** START PAGE EXCERPT **

Such .gitcache-dynamatrix
cache directories are located in the build
workspace location (unique for each agent), but on a system with numerous
containers these names can be symlinks pointing to a shared location.
To avoid collisions with several executors updating the same cache with
new commits, critical access windows are sequentialized with the use of
Lockable Resources
plugin. On the jenkins-dynamatrix
side this is facilitated by labels:
DYNAMATRIX_UNSTASH_PREFERENCE=scm-ws:nut-ci-src DYNAMATRIX_REFREPO_WORKSPACE_LOCKNAME=gitcache-dynamatrix:SHARED_HYPERVISOR_NAME
DYNAMATRIX_UNSTASH_PREFERENCE
tells the jenkins-dynamatrix
library
code which checkout/unstash strategy to use on a particular build agent
(following values defined in the library; scm-ws
means SCM caching
under the agent workspace location, nut-ci-src
names the cache for
this project);
DYNAMATRIX_REFREPO_WORKSPACE_LOCKNAME
specifies a semi-unique
string: it should be same for all co-located agents which use the same
shared cache location, e.g. guests on the same hypervisor; and it should
be different for unrelated cache locations, e.g. different hypervisors
and stand-alone machines.

** END PAGE EXCERPT **
** START RECORDS FOR THIS EXERCISE **

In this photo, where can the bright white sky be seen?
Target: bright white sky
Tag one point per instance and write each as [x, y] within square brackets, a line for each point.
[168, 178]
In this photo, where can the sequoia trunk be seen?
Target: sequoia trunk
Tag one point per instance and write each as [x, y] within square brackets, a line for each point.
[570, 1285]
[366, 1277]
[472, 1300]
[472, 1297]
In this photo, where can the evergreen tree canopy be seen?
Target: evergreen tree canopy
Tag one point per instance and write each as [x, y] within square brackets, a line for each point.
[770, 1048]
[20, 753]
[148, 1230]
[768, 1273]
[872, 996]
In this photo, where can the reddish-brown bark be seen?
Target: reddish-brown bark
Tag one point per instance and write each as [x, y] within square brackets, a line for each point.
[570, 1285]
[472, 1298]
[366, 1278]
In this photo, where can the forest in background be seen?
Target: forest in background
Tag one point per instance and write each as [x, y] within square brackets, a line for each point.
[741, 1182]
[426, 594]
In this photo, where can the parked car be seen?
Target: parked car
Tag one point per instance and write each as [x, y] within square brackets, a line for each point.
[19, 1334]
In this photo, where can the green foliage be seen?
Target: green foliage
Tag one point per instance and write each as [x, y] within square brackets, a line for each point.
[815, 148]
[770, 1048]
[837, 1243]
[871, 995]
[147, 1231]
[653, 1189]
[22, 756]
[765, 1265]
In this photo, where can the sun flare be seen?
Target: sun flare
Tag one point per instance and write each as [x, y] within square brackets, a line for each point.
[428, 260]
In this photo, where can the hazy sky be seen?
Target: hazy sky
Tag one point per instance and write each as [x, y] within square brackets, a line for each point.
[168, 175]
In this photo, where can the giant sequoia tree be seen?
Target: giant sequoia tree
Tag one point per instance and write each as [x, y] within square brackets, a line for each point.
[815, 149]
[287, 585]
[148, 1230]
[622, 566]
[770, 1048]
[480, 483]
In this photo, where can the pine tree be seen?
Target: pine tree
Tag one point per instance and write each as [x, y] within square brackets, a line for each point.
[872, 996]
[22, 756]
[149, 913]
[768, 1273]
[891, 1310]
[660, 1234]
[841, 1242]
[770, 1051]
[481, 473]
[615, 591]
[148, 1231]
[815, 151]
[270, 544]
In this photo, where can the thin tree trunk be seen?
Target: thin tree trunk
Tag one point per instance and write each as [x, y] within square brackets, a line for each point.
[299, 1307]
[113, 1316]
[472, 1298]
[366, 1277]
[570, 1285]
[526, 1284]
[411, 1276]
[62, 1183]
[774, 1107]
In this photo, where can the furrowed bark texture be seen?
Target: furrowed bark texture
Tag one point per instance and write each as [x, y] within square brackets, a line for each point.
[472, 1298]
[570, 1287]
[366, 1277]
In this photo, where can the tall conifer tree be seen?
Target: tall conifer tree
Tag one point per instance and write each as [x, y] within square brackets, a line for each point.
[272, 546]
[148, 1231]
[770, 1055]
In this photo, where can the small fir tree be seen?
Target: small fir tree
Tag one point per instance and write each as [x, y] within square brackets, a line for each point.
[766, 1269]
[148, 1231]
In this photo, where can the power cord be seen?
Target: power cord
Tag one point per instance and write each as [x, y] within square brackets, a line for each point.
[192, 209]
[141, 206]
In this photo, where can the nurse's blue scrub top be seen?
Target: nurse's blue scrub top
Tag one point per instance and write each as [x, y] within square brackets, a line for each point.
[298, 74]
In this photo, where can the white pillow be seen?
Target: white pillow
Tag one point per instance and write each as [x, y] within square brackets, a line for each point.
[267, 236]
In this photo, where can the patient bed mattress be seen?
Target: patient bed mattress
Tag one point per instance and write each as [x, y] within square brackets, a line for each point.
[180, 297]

** END RECORDS FOR THIS EXERCISE **

## [WHAT IS ASKED]
1. Copy word for word the part of the Git cache passage that begins at the words "Such .gitcache-dynamatrix" and stops after the words "a shared location.".
2. In the records, revise the lines beginning at the line that has "In this photo, where can the parked" and stopping after the line that has "[765, 1265]", replacing "parked car" with "parked van" and leaving everything else unchanged. Give only those lines.
The records have no connection to the Git cache passage.

## [ANSWERS TO THE TASKS]
1.
Such .gitcache-dynamatrix
cache directories are located in the build
workspace location (unique for each agent), but on a system with numerous
containers these names can be symlinks pointing to a shared location.

2.
In this photo, where can the parked van be seen?
Target: parked van
Tag one point per instance and write each as [x, y] within square brackets, a line for each point.
[19, 1334]
In this photo, where can the green foliage be seen?
Target: green foliage
Tag one point per instance and write each as [x, y] within square brackets, a line for each point.
[815, 148]
[770, 1048]
[837, 1243]
[871, 995]
[147, 1231]
[653, 1189]
[22, 756]
[765, 1265]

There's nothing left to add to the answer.